→ **GIVEN EXERCISE 1**: In the passage on Kenya, rewrite the part that opens with the words containing "The Republic of" and closes with "great geopolitical importance.", substituting "Arabian Sea" for "Indian Ocean".

The Republic of Kenya is one of the most important African countries. It is located in the east of Africa (in a broader sense it is part of the Horn of Africa) on the very western edge of the Indo-Pacific region. It borders South Sudan to the northwest, Ethiopia to the north, Somalia to the east, Uganda to the west, Tanzania to the south, and the Indian Ocean to the southeast. Its geographical position, especially its access to the Indian Ocean, gives Kenya great geopolitical importance.
However, geopolitical importance does not derive only from the country’s geographical position. Kenya is among the demographic and economic flagships of Africa. With a population of just over 55 million, it is the 7th most populous country in Africa with a very young population. From an economic point of view, the Kenyan economy is the 3rd economy in Sub-Saharan Africa after South Africa and Nigeria, and the largest in East and Central Africa. The capital Nairobi is an important traffic and trade hub.
Contemporary Kenya is a democratic multi-party state with a presidential system of government. It is a member of all relevant international institutions such as the United Nations, the IMF, the World Bank, the International Criminal Court (ICC), but also the British Commonwealth and African regional organizations such as the African Union, the Common Market for Eastern and Southern Africa (COMESA), the East African Community (EAC), Indian Ocean Rim Association (IORA). Due to its development in recent decades, Kenya is more and more rightly cited as a middle power in international relations. It is a country that has only started to use its talents in recent decades.

→ **GIVEN EXERCISE 2**: Count the lines in the records that contain the string "metal", and give only that number.

→ **SOURCE RECORDS**:

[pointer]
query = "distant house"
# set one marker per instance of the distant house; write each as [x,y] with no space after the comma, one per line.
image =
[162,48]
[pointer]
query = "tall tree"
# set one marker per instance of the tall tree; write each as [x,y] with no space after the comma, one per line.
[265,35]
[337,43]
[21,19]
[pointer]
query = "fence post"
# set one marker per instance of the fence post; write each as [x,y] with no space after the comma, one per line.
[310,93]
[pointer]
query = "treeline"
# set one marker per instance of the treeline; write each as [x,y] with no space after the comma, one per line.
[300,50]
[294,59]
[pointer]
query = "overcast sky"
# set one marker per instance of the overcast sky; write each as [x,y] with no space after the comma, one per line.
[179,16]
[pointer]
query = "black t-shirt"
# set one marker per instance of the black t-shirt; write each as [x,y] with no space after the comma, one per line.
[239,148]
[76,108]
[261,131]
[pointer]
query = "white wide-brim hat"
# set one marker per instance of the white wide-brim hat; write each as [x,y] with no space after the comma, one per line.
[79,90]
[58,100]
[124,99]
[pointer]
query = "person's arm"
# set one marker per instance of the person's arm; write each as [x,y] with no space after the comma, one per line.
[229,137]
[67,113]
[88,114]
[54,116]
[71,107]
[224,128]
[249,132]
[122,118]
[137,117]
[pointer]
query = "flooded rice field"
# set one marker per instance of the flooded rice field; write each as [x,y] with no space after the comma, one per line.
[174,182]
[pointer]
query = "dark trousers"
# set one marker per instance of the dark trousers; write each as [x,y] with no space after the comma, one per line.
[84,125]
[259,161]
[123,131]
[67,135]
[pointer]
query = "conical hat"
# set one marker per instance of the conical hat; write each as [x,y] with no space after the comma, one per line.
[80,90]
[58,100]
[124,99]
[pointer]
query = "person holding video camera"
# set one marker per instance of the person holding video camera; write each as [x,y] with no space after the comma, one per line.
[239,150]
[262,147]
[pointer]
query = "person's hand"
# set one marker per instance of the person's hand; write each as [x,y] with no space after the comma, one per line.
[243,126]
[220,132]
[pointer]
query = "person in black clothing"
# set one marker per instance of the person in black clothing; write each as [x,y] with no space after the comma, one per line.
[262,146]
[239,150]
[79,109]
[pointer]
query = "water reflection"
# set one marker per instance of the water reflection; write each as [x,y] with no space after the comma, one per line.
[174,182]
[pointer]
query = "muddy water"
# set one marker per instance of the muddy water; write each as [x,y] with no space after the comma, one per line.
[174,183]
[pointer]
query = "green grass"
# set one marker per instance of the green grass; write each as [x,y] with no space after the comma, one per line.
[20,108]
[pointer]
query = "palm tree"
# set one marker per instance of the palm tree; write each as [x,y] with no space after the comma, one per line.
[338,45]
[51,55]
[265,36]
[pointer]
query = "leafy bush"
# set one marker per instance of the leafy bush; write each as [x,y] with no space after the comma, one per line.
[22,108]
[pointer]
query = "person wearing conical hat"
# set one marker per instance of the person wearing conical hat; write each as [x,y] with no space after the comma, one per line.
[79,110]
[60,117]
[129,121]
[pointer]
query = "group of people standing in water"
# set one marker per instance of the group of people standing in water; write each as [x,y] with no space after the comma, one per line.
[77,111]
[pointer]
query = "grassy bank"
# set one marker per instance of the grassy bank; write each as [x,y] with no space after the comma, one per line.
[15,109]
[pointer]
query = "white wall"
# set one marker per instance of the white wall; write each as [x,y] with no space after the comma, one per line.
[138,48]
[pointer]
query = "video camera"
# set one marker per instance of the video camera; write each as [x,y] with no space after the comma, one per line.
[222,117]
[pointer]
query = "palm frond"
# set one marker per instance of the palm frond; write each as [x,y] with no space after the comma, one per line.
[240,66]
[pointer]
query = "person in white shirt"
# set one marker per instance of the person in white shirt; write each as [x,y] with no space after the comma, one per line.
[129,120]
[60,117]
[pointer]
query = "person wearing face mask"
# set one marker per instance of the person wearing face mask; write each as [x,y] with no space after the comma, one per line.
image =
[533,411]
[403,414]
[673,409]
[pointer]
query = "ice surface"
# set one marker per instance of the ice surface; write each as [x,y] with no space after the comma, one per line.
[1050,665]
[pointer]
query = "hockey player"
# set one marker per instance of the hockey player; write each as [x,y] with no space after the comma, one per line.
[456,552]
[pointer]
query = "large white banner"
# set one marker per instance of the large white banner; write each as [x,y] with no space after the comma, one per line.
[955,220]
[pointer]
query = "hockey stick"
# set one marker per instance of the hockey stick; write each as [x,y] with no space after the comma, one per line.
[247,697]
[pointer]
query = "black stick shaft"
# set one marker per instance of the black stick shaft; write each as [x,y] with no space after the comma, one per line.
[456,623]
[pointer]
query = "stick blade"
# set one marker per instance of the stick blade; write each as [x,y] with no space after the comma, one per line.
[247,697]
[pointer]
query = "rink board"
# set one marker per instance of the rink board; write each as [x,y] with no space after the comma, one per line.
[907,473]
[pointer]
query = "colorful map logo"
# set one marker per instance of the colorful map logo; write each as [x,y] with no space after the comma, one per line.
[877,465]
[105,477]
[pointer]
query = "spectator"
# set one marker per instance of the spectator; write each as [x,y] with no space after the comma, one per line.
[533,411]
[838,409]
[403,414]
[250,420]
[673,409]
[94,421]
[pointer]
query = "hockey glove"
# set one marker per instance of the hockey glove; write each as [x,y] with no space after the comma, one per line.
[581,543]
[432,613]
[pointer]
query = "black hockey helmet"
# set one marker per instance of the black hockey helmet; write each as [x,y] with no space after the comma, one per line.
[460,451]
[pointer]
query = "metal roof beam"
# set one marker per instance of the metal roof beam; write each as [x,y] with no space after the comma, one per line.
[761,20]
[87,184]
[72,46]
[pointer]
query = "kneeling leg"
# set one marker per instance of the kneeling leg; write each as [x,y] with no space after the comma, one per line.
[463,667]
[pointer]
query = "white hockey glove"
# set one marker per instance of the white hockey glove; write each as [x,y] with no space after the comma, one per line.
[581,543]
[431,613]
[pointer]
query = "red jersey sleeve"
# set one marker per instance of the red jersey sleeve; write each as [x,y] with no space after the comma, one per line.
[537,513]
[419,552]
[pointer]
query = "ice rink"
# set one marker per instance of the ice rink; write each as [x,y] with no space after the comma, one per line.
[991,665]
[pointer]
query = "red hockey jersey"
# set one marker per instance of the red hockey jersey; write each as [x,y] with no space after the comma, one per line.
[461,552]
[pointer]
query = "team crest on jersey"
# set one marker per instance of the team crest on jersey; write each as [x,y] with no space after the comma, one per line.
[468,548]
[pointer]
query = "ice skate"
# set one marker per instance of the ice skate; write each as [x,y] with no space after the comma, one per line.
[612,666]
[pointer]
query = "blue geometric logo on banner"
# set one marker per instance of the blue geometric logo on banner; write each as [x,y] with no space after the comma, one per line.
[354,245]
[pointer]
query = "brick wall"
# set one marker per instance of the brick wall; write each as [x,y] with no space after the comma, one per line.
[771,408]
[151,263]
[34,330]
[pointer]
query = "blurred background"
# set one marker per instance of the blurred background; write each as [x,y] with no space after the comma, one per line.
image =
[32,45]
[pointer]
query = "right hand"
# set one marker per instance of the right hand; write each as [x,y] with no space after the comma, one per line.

→ **EXERCISE SOLUTION 1**:
The Republic of Kenya is one of the most important African countries. It is located in the east of Africa (in a broader sense it is part of the Horn of Africa) on the very western edge of the Indo-Pacific region. It borders South Sudan to the northwest, Ethiopia to the north, Somalia to the east, Uganda to the west, Tanzania to the south, and the Arabian Sea to the southeast. Its geographical position, especially its access to the Arabian Sea, gives Kenya great geopolitical importance.

→ **EXERCISE SOLUTION 2**: 2